→ CHALLENGE
Rewrite the records below so that every "detection pipeline" becomes "labeling tool", and keep all other text identical.

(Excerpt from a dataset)
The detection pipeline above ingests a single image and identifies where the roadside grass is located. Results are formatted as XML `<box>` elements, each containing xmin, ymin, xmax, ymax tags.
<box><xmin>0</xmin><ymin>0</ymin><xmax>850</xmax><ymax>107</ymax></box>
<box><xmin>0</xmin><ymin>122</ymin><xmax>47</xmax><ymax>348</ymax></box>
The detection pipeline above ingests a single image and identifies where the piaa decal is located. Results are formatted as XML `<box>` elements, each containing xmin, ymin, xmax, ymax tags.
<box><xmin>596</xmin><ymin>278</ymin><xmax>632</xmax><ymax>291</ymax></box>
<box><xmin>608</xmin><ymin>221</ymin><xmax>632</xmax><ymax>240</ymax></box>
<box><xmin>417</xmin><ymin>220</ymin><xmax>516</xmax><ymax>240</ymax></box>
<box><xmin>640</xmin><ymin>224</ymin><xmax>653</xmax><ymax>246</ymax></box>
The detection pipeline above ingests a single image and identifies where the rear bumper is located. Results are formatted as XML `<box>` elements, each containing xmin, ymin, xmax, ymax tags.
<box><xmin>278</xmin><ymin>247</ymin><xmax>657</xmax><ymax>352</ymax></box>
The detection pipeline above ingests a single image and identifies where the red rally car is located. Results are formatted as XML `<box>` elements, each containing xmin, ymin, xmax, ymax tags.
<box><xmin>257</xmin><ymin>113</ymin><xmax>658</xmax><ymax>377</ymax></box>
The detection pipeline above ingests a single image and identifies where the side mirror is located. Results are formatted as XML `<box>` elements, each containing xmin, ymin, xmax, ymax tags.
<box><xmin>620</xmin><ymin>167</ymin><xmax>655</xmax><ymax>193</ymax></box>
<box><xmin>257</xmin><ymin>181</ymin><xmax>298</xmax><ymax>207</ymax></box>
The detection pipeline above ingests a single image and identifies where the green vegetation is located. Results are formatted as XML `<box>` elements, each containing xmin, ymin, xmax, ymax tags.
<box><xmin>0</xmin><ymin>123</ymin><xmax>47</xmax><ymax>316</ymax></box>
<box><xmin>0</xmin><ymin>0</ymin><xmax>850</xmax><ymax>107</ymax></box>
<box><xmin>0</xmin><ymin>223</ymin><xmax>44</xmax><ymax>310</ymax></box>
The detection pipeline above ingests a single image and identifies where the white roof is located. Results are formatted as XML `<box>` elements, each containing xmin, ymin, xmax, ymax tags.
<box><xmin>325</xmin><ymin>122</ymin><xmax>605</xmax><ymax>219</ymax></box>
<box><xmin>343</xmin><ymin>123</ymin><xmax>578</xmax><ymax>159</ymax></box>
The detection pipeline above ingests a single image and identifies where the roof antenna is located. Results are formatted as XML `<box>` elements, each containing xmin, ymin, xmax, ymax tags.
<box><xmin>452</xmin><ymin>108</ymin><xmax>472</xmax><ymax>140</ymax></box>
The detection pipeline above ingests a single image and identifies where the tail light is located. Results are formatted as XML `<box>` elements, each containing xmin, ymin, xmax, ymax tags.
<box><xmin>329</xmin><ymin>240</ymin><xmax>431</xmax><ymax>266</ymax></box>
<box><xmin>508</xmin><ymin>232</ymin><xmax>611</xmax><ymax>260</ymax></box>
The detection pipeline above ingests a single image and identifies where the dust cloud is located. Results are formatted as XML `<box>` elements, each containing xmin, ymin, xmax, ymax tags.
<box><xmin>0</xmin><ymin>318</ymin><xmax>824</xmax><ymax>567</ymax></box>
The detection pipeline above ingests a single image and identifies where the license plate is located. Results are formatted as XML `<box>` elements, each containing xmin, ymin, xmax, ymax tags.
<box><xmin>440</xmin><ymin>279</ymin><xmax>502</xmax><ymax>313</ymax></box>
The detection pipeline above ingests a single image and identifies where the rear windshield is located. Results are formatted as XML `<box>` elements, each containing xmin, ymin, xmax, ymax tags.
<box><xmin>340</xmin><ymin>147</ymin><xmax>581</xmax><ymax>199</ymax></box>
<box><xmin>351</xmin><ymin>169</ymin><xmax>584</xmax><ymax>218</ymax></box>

→ RESULT FOR THIS EXERCISE
The labeling tool above ingests a single image and identifies where the roadside grass is located. Results are formatted as XML `<box>` elements, each containing xmin, ymin, xmax, ymax tags.
<box><xmin>0</xmin><ymin>0</ymin><xmax>850</xmax><ymax>107</ymax></box>
<box><xmin>0</xmin><ymin>122</ymin><xmax>47</xmax><ymax>348</ymax></box>
The labeling tool above ingests a single image and identifies where the piaa decal is located. Results are formatted as XML `<box>` elements, each containing xmin, ymin, xmax, ymax tags.
<box><xmin>596</xmin><ymin>278</ymin><xmax>632</xmax><ymax>291</ymax></box>
<box><xmin>608</xmin><ymin>221</ymin><xmax>632</xmax><ymax>240</ymax></box>
<box><xmin>417</xmin><ymin>220</ymin><xmax>516</xmax><ymax>240</ymax></box>
<box><xmin>640</xmin><ymin>224</ymin><xmax>653</xmax><ymax>246</ymax></box>
The labeling tool above ingests a single image and identifies where the rear bumper is located. Results are formatted as XML `<box>` elements, each containing xmin, ymin, xmax, ymax tags.
<box><xmin>278</xmin><ymin>247</ymin><xmax>657</xmax><ymax>352</ymax></box>
The labeling tool above ingests a single image and identifies where the red rally car is located. Results are formatted as XML `<box>` elements, each containing xmin, ymin, xmax, ymax tags.
<box><xmin>257</xmin><ymin>113</ymin><xmax>658</xmax><ymax>377</ymax></box>
The labeling tool above ingests a single image and identifies where the side mirror is located. Results are formatted as XML `<box>` elements, each containing xmin, ymin, xmax, ymax tags.
<box><xmin>620</xmin><ymin>167</ymin><xmax>655</xmax><ymax>193</ymax></box>
<box><xmin>257</xmin><ymin>181</ymin><xmax>298</xmax><ymax>207</ymax></box>
The labeling tool above ingests a single image and identifies where the green vegetation is located. Results are formatted as XML `<box>` elements, each containing xmin, ymin, xmax, ymax tags.
<box><xmin>0</xmin><ymin>123</ymin><xmax>47</xmax><ymax>316</ymax></box>
<box><xmin>0</xmin><ymin>0</ymin><xmax>850</xmax><ymax>107</ymax></box>
<box><xmin>0</xmin><ymin>223</ymin><xmax>44</xmax><ymax>310</ymax></box>
The labeling tool above ingests a single image and identifies where the white roof is located. Results are formatted as XML `<box>` elements, each containing xmin, ymin, xmax, ymax tags.
<box><xmin>325</xmin><ymin>122</ymin><xmax>605</xmax><ymax>219</ymax></box>
<box><xmin>343</xmin><ymin>123</ymin><xmax>578</xmax><ymax>159</ymax></box>
The labeling tool above ingests a single image and identifies where the roof antenna is located. Results are formatted as XML `<box>` elements, each containing xmin, ymin, xmax, ymax tags.
<box><xmin>452</xmin><ymin>108</ymin><xmax>472</xmax><ymax>140</ymax></box>
The labeling tool above ingests a single image and identifies where the tail light is located. Results are formatted as XML `<box>` elements, each containing xmin, ymin, xmax, ymax tags.
<box><xmin>329</xmin><ymin>240</ymin><xmax>431</xmax><ymax>266</ymax></box>
<box><xmin>508</xmin><ymin>232</ymin><xmax>611</xmax><ymax>260</ymax></box>
The labeling tool above ingests a single image and identifies where the dust cloud is located. Results are formatted as XML `<box>` elements, each containing xmin, ymin, xmax, ymax tags.
<box><xmin>0</xmin><ymin>318</ymin><xmax>824</xmax><ymax>567</ymax></box>
The labeling tool above ingests a single image and identifies where the license plate is located. Results are formatted as XML `<box>` elements, each containing xmin, ymin, xmax, ymax tags.
<box><xmin>440</xmin><ymin>279</ymin><xmax>502</xmax><ymax>313</ymax></box>
The labeling tool above ingests a single image and identifies where the rear windshield is located. Results are formatted as XML `<box>` elements, each containing xmin, ymin, xmax, ymax tags.
<box><xmin>340</xmin><ymin>147</ymin><xmax>581</xmax><ymax>199</ymax></box>
<box><xmin>351</xmin><ymin>169</ymin><xmax>584</xmax><ymax>218</ymax></box>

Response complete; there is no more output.